> _INPUT MATERIAL_:
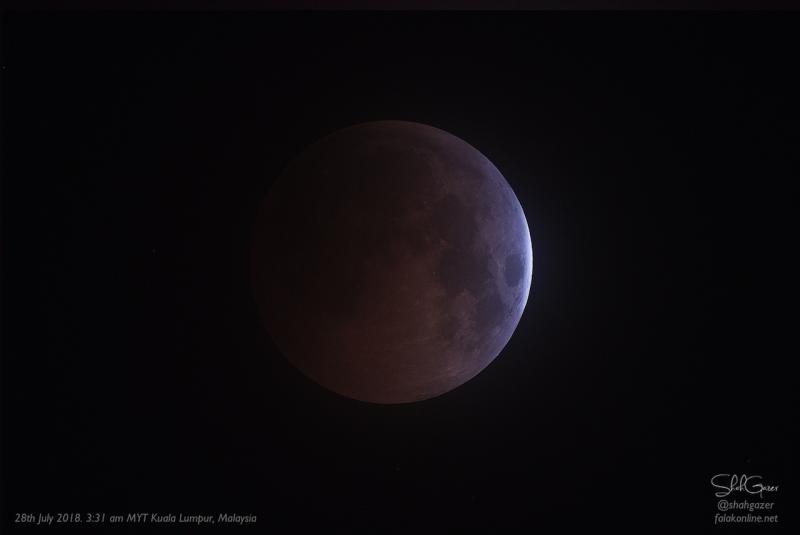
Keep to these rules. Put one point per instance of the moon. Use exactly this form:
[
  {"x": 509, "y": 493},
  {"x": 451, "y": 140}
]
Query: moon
[{"x": 391, "y": 262}]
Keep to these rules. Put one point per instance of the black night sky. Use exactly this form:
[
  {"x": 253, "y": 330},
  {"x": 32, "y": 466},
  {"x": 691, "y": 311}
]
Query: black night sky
[{"x": 653, "y": 154}]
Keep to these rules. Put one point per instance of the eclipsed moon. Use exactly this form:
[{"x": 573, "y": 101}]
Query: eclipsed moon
[{"x": 391, "y": 262}]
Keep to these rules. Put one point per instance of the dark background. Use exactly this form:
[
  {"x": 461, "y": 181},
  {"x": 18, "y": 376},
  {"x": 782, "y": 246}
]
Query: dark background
[{"x": 653, "y": 154}]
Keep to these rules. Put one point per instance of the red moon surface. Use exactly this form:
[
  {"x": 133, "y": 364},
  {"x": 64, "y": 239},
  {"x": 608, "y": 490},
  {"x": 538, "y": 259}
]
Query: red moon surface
[{"x": 391, "y": 262}]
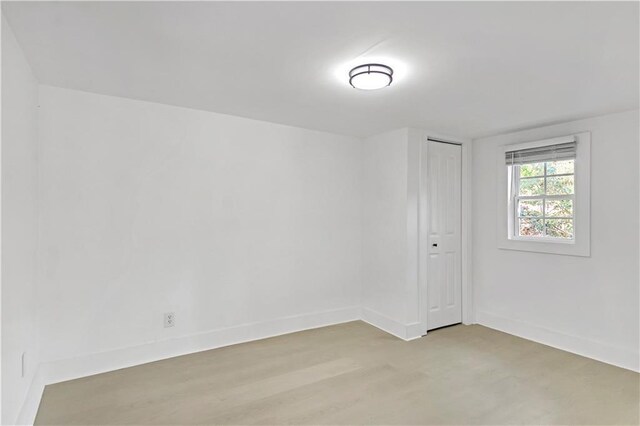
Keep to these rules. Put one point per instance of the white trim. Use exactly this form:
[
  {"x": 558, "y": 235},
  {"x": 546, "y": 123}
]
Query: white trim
[
  {"x": 27, "y": 414},
  {"x": 581, "y": 244},
  {"x": 402, "y": 331},
  {"x": 468, "y": 315},
  {"x": 101, "y": 362},
  {"x": 618, "y": 356}
]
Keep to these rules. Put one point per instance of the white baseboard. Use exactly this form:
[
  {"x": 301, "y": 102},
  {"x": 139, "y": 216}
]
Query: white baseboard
[
  {"x": 30, "y": 406},
  {"x": 384, "y": 323},
  {"x": 618, "y": 356},
  {"x": 96, "y": 363}
]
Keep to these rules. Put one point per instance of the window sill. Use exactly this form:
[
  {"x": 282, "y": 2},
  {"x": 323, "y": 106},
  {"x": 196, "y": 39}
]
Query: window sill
[{"x": 568, "y": 248}]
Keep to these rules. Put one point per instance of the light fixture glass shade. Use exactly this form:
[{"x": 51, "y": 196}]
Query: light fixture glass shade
[{"x": 371, "y": 76}]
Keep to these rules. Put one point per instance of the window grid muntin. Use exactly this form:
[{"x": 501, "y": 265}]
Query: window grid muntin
[{"x": 543, "y": 198}]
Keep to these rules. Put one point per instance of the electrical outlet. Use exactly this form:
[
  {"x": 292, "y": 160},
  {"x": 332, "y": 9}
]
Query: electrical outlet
[{"x": 169, "y": 319}]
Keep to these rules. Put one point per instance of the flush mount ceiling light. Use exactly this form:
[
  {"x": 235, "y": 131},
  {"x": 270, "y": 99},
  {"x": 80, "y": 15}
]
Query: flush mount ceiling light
[{"x": 370, "y": 76}]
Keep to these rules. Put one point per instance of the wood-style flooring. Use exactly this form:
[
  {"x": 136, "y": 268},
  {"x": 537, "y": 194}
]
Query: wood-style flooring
[{"x": 354, "y": 373}]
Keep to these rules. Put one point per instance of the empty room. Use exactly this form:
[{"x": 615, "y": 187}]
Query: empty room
[{"x": 320, "y": 213}]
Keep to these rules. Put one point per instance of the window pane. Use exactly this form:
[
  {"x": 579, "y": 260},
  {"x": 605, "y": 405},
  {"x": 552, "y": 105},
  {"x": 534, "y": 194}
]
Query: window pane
[
  {"x": 560, "y": 167},
  {"x": 558, "y": 185},
  {"x": 530, "y": 228},
  {"x": 530, "y": 208},
  {"x": 560, "y": 228},
  {"x": 532, "y": 186},
  {"x": 535, "y": 169},
  {"x": 559, "y": 208}
]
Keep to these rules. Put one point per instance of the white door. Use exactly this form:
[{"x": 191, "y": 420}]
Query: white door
[{"x": 444, "y": 283}]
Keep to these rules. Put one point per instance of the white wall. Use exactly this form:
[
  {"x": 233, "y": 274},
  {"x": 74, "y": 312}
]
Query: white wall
[
  {"x": 225, "y": 221},
  {"x": 384, "y": 230},
  {"x": 585, "y": 305},
  {"x": 19, "y": 224}
]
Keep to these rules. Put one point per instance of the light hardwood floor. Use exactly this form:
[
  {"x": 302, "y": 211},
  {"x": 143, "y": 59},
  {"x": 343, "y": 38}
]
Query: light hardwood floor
[{"x": 356, "y": 374}]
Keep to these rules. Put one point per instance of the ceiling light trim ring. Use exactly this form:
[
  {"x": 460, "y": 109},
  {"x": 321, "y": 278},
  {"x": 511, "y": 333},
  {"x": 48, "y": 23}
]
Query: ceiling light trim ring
[{"x": 366, "y": 69}]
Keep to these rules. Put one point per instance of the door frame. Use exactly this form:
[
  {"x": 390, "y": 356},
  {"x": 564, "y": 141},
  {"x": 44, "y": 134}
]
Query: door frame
[{"x": 468, "y": 314}]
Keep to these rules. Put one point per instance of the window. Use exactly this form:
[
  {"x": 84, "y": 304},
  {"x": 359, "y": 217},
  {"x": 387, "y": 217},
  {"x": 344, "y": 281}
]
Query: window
[
  {"x": 542, "y": 181},
  {"x": 546, "y": 183}
]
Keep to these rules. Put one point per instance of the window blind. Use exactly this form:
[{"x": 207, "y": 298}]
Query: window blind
[{"x": 557, "y": 152}]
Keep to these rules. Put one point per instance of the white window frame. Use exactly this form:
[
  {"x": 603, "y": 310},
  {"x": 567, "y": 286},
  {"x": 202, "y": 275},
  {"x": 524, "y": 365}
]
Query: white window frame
[{"x": 580, "y": 244}]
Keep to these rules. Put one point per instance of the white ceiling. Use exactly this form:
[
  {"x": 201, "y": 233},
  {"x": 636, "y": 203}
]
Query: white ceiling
[{"x": 464, "y": 68}]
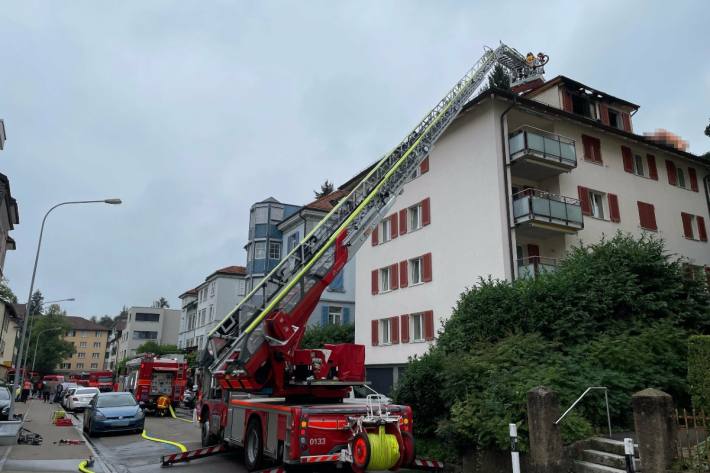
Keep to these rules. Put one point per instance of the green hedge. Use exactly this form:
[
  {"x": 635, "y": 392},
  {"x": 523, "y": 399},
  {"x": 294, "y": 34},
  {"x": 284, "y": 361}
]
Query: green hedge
[{"x": 699, "y": 371}]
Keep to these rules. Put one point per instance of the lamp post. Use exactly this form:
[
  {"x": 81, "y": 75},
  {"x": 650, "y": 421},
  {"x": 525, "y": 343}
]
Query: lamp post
[
  {"x": 29, "y": 330},
  {"x": 34, "y": 357},
  {"x": 19, "y": 375}
]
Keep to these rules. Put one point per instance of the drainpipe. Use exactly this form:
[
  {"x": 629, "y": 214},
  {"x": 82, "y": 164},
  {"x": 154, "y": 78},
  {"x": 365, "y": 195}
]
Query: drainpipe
[{"x": 503, "y": 138}]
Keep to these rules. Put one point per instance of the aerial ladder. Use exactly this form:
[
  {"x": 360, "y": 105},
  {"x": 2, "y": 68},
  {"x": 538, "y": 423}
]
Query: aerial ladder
[{"x": 254, "y": 350}]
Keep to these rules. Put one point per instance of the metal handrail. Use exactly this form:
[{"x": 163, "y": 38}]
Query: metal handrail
[{"x": 606, "y": 400}]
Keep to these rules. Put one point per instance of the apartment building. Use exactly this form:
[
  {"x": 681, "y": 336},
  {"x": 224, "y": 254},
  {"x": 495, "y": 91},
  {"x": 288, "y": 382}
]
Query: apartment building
[
  {"x": 513, "y": 183},
  {"x": 337, "y": 303},
  {"x": 209, "y": 303},
  {"x": 147, "y": 324},
  {"x": 90, "y": 341}
]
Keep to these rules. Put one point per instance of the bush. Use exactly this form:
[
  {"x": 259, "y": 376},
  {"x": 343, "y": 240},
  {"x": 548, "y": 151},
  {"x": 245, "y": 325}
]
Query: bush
[
  {"x": 614, "y": 314},
  {"x": 699, "y": 371}
]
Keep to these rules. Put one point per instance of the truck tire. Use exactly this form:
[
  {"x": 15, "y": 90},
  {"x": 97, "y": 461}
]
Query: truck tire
[{"x": 254, "y": 446}]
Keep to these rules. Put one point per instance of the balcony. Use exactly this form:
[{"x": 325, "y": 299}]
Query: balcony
[
  {"x": 534, "y": 266},
  {"x": 537, "y": 154},
  {"x": 538, "y": 213}
]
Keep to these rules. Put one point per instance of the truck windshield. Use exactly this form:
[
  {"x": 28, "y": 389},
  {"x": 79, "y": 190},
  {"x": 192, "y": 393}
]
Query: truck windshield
[{"x": 116, "y": 400}]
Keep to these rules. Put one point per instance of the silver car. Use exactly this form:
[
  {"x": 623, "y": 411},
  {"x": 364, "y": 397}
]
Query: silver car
[{"x": 80, "y": 398}]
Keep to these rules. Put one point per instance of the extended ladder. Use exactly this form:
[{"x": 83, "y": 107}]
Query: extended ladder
[{"x": 352, "y": 218}]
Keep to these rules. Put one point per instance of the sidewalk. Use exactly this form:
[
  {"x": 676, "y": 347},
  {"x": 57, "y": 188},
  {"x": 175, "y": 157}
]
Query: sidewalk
[{"x": 50, "y": 455}]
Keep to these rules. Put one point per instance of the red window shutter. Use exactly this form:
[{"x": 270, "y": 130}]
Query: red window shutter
[
  {"x": 426, "y": 268},
  {"x": 394, "y": 329},
  {"x": 424, "y": 166},
  {"x": 566, "y": 101},
  {"x": 426, "y": 212},
  {"x": 584, "y": 200},
  {"x": 403, "y": 274},
  {"x": 647, "y": 216},
  {"x": 429, "y": 325},
  {"x": 404, "y": 319},
  {"x": 614, "y": 213},
  {"x": 687, "y": 224},
  {"x": 702, "y": 232},
  {"x": 626, "y": 120},
  {"x": 604, "y": 113},
  {"x": 628, "y": 159},
  {"x": 403, "y": 221},
  {"x": 652, "y": 170},
  {"x": 670, "y": 168},
  {"x": 394, "y": 276},
  {"x": 693, "y": 179}
]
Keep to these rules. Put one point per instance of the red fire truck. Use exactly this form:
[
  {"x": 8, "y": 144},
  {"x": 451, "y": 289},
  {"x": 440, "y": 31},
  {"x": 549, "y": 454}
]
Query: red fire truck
[
  {"x": 260, "y": 391},
  {"x": 150, "y": 378}
]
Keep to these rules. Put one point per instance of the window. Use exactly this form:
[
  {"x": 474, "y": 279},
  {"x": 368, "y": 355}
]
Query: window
[
  {"x": 386, "y": 231},
  {"x": 597, "y": 201},
  {"x": 335, "y": 315},
  {"x": 274, "y": 250},
  {"x": 384, "y": 279},
  {"x": 144, "y": 317},
  {"x": 415, "y": 268},
  {"x": 417, "y": 324},
  {"x": 415, "y": 217},
  {"x": 638, "y": 165},
  {"x": 385, "y": 331},
  {"x": 260, "y": 250},
  {"x": 292, "y": 241},
  {"x": 144, "y": 335}
]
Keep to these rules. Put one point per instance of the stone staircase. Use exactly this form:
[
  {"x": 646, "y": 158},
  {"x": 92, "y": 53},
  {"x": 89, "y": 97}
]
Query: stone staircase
[{"x": 604, "y": 456}]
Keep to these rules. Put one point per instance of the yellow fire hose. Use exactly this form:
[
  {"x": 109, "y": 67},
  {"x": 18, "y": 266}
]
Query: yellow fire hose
[{"x": 169, "y": 442}]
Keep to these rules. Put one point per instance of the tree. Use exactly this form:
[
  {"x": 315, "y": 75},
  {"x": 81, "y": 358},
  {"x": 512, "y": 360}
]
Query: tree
[
  {"x": 6, "y": 293},
  {"x": 161, "y": 303},
  {"x": 36, "y": 303},
  {"x": 325, "y": 189},
  {"x": 52, "y": 348},
  {"x": 499, "y": 78}
]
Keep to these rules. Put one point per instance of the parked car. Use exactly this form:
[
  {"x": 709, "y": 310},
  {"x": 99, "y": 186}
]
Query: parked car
[
  {"x": 4, "y": 402},
  {"x": 113, "y": 412},
  {"x": 80, "y": 398}
]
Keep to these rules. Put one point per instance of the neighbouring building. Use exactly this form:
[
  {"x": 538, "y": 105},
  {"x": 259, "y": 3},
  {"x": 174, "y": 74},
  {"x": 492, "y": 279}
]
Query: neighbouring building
[
  {"x": 90, "y": 340},
  {"x": 509, "y": 187},
  {"x": 147, "y": 324},
  {"x": 207, "y": 304},
  {"x": 337, "y": 303}
]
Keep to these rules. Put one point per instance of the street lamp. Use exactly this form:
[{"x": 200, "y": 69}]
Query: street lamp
[
  {"x": 29, "y": 331},
  {"x": 18, "y": 381},
  {"x": 51, "y": 329}
]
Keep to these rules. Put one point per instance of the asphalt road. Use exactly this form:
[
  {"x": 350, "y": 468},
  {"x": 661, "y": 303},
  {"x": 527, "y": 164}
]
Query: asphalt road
[{"x": 123, "y": 453}]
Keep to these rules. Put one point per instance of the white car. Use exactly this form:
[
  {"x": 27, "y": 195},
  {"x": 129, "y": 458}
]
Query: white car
[{"x": 80, "y": 398}]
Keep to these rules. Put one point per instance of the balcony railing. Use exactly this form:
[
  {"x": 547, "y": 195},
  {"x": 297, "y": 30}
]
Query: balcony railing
[
  {"x": 533, "y": 266},
  {"x": 530, "y": 144},
  {"x": 538, "y": 206}
]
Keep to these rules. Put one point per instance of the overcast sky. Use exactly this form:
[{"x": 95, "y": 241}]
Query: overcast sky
[{"x": 192, "y": 111}]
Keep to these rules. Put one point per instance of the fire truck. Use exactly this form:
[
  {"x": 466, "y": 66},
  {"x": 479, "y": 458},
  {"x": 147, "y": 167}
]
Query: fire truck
[
  {"x": 155, "y": 381},
  {"x": 285, "y": 404}
]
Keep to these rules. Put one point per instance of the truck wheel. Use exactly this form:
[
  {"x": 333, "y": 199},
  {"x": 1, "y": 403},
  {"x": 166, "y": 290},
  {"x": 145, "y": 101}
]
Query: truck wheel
[{"x": 253, "y": 446}]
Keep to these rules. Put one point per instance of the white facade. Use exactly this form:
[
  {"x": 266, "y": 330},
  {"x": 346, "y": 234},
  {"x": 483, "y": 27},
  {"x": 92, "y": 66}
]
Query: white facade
[
  {"x": 469, "y": 190},
  {"x": 219, "y": 294},
  {"x": 145, "y": 324}
]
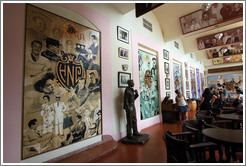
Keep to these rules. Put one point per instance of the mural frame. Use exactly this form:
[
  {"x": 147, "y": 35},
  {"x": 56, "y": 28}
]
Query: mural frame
[
  {"x": 123, "y": 53},
  {"x": 178, "y": 76},
  {"x": 210, "y": 41},
  {"x": 148, "y": 83},
  {"x": 166, "y": 68},
  {"x": 122, "y": 83},
  {"x": 167, "y": 83},
  {"x": 165, "y": 54},
  {"x": 122, "y": 34},
  {"x": 197, "y": 17},
  {"x": 46, "y": 84}
]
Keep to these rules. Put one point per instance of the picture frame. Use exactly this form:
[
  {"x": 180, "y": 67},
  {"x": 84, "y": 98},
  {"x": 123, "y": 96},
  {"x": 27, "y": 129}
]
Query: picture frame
[
  {"x": 187, "y": 94},
  {"x": 187, "y": 84},
  {"x": 168, "y": 93},
  {"x": 166, "y": 67},
  {"x": 221, "y": 38},
  {"x": 195, "y": 21},
  {"x": 59, "y": 33},
  {"x": 122, "y": 34},
  {"x": 123, "y": 77},
  {"x": 186, "y": 73},
  {"x": 166, "y": 54},
  {"x": 123, "y": 53},
  {"x": 167, "y": 83}
]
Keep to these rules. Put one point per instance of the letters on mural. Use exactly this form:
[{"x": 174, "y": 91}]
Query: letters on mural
[{"x": 62, "y": 83}]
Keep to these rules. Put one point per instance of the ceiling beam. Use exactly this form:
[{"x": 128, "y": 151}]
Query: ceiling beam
[{"x": 226, "y": 69}]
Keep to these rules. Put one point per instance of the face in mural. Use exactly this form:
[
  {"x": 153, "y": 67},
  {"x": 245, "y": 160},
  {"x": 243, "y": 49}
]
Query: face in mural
[{"x": 147, "y": 78}]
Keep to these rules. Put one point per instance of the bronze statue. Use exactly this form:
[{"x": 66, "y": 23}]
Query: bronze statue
[{"x": 129, "y": 98}]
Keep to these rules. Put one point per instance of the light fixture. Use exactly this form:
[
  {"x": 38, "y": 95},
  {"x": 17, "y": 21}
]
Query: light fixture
[{"x": 205, "y": 6}]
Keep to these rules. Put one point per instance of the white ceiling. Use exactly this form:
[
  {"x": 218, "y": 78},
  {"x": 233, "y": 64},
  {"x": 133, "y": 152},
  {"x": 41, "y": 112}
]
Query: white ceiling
[{"x": 168, "y": 17}]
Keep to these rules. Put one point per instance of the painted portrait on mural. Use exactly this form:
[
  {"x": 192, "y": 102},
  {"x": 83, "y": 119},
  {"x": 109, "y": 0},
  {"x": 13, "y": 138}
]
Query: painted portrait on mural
[
  {"x": 198, "y": 83},
  {"x": 202, "y": 82},
  {"x": 148, "y": 84},
  {"x": 62, "y": 83},
  {"x": 177, "y": 76},
  {"x": 193, "y": 82},
  {"x": 231, "y": 82}
]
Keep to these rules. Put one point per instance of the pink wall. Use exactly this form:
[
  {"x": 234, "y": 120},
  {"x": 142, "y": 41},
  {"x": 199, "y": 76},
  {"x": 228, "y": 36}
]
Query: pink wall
[
  {"x": 13, "y": 55},
  {"x": 137, "y": 39}
]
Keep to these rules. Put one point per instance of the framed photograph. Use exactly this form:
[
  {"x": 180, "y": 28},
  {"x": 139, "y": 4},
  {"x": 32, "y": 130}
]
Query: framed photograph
[
  {"x": 123, "y": 78},
  {"x": 167, "y": 82},
  {"x": 122, "y": 34},
  {"x": 166, "y": 54},
  {"x": 216, "y": 14},
  {"x": 168, "y": 94},
  {"x": 187, "y": 85},
  {"x": 49, "y": 78},
  {"x": 166, "y": 68},
  {"x": 177, "y": 76},
  {"x": 227, "y": 37},
  {"x": 123, "y": 53},
  {"x": 187, "y": 94}
]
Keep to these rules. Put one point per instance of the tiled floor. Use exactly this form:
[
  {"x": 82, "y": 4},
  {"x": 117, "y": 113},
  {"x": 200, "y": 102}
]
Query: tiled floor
[{"x": 153, "y": 151}]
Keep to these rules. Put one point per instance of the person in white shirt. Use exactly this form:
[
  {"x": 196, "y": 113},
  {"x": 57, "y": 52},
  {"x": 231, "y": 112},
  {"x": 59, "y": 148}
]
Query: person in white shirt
[
  {"x": 60, "y": 108},
  {"x": 182, "y": 105}
]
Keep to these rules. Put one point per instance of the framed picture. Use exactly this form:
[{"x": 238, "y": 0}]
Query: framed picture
[
  {"x": 216, "y": 14},
  {"x": 148, "y": 84},
  {"x": 49, "y": 78},
  {"x": 187, "y": 85},
  {"x": 123, "y": 78},
  {"x": 122, "y": 34},
  {"x": 167, "y": 82},
  {"x": 187, "y": 94},
  {"x": 186, "y": 73},
  {"x": 231, "y": 36},
  {"x": 168, "y": 93},
  {"x": 123, "y": 53},
  {"x": 177, "y": 75},
  {"x": 166, "y": 67},
  {"x": 166, "y": 54}
]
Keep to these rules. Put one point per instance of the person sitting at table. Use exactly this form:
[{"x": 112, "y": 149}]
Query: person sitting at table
[{"x": 207, "y": 99}]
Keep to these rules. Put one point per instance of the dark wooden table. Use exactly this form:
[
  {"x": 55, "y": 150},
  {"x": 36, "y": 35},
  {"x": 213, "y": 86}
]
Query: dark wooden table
[
  {"x": 230, "y": 139},
  {"x": 237, "y": 120},
  {"x": 233, "y": 117}
]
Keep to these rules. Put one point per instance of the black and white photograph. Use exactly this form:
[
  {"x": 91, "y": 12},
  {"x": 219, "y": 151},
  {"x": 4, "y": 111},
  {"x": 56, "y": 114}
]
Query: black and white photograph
[
  {"x": 167, "y": 82},
  {"x": 166, "y": 54},
  {"x": 123, "y": 78},
  {"x": 123, "y": 53},
  {"x": 122, "y": 34},
  {"x": 166, "y": 68}
]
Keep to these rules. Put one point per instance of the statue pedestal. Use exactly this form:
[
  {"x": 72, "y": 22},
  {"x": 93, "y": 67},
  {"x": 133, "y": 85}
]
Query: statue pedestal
[{"x": 136, "y": 140}]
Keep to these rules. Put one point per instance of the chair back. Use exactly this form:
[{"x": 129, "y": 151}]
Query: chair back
[{"x": 176, "y": 148}]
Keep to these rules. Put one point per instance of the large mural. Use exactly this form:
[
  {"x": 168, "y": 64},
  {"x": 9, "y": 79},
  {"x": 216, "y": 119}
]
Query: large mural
[
  {"x": 177, "y": 76},
  {"x": 231, "y": 82},
  {"x": 149, "y": 99},
  {"x": 198, "y": 83},
  {"x": 62, "y": 83},
  {"x": 193, "y": 82}
]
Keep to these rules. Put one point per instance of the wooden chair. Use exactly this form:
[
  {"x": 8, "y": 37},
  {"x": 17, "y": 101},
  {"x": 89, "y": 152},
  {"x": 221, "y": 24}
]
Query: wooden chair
[{"x": 180, "y": 150}]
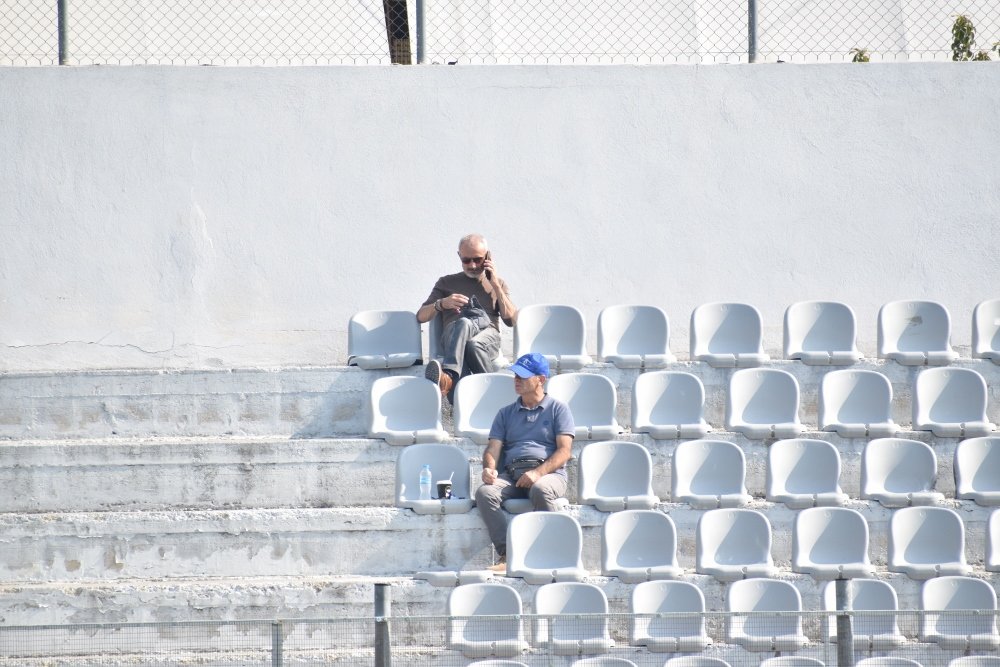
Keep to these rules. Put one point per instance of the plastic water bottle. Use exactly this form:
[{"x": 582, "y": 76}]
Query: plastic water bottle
[{"x": 425, "y": 482}]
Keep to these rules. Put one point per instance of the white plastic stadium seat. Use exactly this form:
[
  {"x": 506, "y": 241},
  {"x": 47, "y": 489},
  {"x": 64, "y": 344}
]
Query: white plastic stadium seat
[
  {"x": 856, "y": 404},
  {"x": 986, "y": 331},
  {"x": 555, "y": 331},
  {"x": 831, "y": 543},
  {"x": 669, "y": 405},
  {"x": 592, "y": 400},
  {"x": 543, "y": 547},
  {"x": 763, "y": 403},
  {"x": 404, "y": 410},
  {"x": 639, "y": 545},
  {"x": 572, "y": 619},
  {"x": 446, "y": 462},
  {"x": 765, "y": 632},
  {"x": 727, "y": 335},
  {"x": 951, "y": 403},
  {"x": 616, "y": 476},
  {"x": 964, "y": 632},
  {"x": 977, "y": 470},
  {"x": 708, "y": 474},
  {"x": 899, "y": 473},
  {"x": 383, "y": 339},
  {"x": 927, "y": 542},
  {"x": 871, "y": 632},
  {"x": 653, "y": 625},
  {"x": 821, "y": 333},
  {"x": 478, "y": 398},
  {"x": 634, "y": 337},
  {"x": 804, "y": 473},
  {"x": 480, "y": 638},
  {"x": 733, "y": 544},
  {"x": 915, "y": 333}
]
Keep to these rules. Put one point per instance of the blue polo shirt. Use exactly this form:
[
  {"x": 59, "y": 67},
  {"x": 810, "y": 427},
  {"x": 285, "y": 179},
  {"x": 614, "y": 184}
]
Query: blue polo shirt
[{"x": 531, "y": 432}]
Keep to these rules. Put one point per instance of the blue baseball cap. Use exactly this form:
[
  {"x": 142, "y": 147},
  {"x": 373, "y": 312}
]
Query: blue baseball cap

> _TASK OBJECTIVE_: Go through the listing above and copy each line where the string "baseball" appears.

> _RESULT FOR THIS TASK_:
Keep to these rules. Put one point per instance of the blue baseball cap. Use exactly this form:
Query: blue baseball cap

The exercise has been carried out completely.